TASK INSTRUCTIONS:
[1] According to the drought post, where had the ruined roll of film been left?
[2] Pick out each line of the records that contains the word "horse".

PAGE EXTRACT:

--- start ---

Here in California we are experiencing a horrible drought. When it does rain, it causes my heart to beat fast and tears to fill up my eyes. Yes, it is that bad. We are offered money to take out our lawns and put in drought-tolerant plants. All over my neighborhood, people are pulling out fresh green grass, and putting in succulents. The yards are still beautiful, they are just different.
My photography sometimes goes through periods of drought. Right now I am stuck in a strange place. I am not wanting to take my camera out. My scanner broke last week. I was terribly behind in my scanning and now it feels as though I’ll never catch up. I ruined a roll I was excited about by trying to scan it over and over again. I’d placed that roll on a teak table in the garden, and had forgotten that all about it. These hiccups have caused me to go into a self-imposed drought. Unlike the drought here in California, I can do something about my lack of want and desire to shoot. I can end my drought.

--- end ---

(Saved entries)
--- start ---

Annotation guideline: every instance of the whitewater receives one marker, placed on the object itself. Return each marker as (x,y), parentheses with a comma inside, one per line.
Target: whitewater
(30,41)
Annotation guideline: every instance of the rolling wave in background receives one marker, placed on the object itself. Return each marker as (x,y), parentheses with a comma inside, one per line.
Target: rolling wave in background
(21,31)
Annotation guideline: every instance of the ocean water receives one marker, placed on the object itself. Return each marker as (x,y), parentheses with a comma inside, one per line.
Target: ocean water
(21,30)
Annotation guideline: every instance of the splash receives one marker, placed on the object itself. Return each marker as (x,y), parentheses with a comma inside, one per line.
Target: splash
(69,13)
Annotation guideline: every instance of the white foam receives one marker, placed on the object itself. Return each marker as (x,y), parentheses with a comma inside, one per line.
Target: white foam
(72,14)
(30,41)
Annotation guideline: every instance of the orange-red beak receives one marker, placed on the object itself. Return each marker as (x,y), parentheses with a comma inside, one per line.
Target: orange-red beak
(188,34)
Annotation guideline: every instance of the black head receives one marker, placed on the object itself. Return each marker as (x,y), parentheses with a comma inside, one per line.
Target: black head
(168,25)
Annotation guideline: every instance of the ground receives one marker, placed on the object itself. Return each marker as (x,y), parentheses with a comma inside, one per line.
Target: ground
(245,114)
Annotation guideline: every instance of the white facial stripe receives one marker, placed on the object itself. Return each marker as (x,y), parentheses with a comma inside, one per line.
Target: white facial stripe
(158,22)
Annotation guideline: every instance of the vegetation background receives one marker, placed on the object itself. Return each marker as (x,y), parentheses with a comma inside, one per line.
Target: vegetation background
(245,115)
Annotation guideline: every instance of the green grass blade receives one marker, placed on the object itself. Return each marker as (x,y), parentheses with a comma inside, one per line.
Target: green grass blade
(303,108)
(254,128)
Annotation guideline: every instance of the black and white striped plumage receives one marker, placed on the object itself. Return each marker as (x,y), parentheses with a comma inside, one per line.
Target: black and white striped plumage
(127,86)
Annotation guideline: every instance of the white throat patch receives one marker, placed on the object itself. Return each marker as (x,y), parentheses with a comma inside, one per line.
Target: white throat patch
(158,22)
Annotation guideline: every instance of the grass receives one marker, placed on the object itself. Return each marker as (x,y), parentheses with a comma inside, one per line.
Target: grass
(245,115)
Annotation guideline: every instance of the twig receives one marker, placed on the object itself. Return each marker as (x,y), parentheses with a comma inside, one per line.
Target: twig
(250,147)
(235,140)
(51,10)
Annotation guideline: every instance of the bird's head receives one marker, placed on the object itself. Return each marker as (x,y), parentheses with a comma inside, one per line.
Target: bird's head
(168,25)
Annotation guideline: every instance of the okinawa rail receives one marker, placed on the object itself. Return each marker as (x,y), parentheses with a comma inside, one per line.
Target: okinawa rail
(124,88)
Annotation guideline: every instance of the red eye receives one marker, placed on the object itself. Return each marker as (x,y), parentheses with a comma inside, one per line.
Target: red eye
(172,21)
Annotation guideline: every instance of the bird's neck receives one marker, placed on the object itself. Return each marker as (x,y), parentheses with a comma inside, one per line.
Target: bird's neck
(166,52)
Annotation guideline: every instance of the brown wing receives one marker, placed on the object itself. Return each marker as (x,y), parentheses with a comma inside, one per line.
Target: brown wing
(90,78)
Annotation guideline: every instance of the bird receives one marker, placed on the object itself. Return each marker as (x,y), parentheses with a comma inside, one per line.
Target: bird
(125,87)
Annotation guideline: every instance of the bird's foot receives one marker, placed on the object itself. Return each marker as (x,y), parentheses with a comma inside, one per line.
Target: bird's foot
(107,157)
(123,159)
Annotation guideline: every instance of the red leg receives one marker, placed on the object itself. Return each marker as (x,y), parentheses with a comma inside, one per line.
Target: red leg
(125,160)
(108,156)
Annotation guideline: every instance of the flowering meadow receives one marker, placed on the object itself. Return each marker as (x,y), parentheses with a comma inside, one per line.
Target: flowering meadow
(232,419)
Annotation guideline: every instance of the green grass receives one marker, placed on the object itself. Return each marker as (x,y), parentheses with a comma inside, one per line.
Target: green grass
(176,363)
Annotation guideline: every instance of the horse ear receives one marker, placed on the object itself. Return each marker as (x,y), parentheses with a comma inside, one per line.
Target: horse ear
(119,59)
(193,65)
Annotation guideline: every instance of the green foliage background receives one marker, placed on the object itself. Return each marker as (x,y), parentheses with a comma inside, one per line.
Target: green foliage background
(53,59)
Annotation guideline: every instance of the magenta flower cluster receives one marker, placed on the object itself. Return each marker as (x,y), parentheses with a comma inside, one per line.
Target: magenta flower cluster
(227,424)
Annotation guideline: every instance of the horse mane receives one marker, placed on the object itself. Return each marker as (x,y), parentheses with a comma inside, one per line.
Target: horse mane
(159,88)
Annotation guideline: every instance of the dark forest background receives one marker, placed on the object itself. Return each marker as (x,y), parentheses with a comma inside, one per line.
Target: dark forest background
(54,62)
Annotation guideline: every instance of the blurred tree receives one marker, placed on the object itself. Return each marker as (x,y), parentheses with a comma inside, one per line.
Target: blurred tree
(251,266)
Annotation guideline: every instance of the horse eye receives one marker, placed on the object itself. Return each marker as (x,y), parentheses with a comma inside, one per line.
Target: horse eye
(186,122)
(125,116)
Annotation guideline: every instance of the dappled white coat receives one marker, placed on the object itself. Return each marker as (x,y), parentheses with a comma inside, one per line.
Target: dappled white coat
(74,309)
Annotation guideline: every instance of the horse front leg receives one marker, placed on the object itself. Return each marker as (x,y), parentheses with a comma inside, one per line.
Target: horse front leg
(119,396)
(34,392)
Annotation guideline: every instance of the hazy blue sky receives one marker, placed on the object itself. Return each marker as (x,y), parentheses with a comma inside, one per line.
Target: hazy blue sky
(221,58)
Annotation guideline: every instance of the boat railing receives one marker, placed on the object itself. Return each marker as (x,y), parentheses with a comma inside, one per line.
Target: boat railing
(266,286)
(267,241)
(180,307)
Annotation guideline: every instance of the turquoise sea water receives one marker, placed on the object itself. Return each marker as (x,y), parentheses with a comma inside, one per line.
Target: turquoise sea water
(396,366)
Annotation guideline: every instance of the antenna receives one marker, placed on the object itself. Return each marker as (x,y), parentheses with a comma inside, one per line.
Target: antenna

--- end ---

RESULTS BY TASK:
[1] On a teak table in the garden.

[2]
Annotation guideline: every instance of the horse ear receives one marker, placed on the object itself. Return each marker as (x,y), parentheses with a comma inside, one per line.
Target: horse ear
Annotation guideline: every instance of the horse mane receives one marker, placed on the object itself. Return each marker as (x,y), parentheses with a comma inside, one per line.
Target: horse mane
Annotation guideline: every instance of the horse eye receives one marker, placed on the object itself. Return each marker as (x,y), parentheses with a comma inside, one per line.
Target: horse eye
Annotation guideline: every instance of the horse front leg receives one marker, placed on the object itself. Return each marker as (x,y), parentheses with a comma inside, one per line.
Target: horse front leg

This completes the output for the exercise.